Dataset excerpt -
::::::::

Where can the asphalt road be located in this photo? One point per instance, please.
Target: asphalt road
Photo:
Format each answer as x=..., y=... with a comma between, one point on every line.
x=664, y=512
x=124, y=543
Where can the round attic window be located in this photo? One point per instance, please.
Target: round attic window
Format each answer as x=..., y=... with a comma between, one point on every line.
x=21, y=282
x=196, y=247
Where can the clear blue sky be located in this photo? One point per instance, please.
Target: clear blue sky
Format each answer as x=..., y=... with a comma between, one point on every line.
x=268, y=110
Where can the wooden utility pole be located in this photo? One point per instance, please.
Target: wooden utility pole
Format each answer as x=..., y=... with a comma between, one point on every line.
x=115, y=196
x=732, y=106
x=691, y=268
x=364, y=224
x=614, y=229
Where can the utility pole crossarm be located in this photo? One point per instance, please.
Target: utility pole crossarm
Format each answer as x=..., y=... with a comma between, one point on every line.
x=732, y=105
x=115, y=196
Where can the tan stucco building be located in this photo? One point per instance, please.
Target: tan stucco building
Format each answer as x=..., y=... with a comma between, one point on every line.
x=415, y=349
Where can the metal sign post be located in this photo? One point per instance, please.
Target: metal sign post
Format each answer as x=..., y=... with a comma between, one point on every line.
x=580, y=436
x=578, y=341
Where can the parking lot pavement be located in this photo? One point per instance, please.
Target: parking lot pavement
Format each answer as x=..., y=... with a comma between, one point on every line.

::::::::

WHAT YOU HAVE TO DO - Output the complete data exactly as written.

RESULT OF THIS EXERCISE -
Where can the asphalt road be located in this photo? One point per instance, please.
Target: asphalt road
Photo:
Format each answer as x=..., y=... with a comma between, one point on every line.
x=664, y=512
x=124, y=543
Where can the round attic window be located in this photo? One point per instance, please.
Target: round attic window
Format each answer as x=..., y=... with a comma between, one point on every line.
x=21, y=282
x=196, y=247
Where can the clear blue sky be located in this photo? One point per instance, please.
Target: clear blue sky
Format each answer as x=..., y=... with a comma between, one point on every line.
x=268, y=110
Where can the wooden utility pole be located in this photo? One point per instance, please.
Target: wooden utility pole
Format each answer as x=..., y=... with a comma between, one point on every line.
x=115, y=196
x=732, y=106
x=691, y=268
x=364, y=224
x=614, y=229
Where can the utility pole crossarm be located in this photo? One point per instance, please.
Target: utility pole crossarm
Format each answer as x=..., y=... with a comma between, one point on every line.
x=732, y=105
x=115, y=196
Where can the tan stucco building be located in this photo? One point per instance, please.
Target: tan stucco building
Format each answer as x=..., y=... with a comma between, one point on every line.
x=415, y=349
Where can the metal sign post be located in this photo? One point per instance, please.
Target: metal sign post
Format each answer as x=..., y=... with a comma between, one point on every line.
x=580, y=436
x=578, y=341
Where can the parking lot pavement be located in this photo? One point per instance, please.
Target: parking lot pavement
Format each answer as x=..., y=... with a comma between, one point on every line.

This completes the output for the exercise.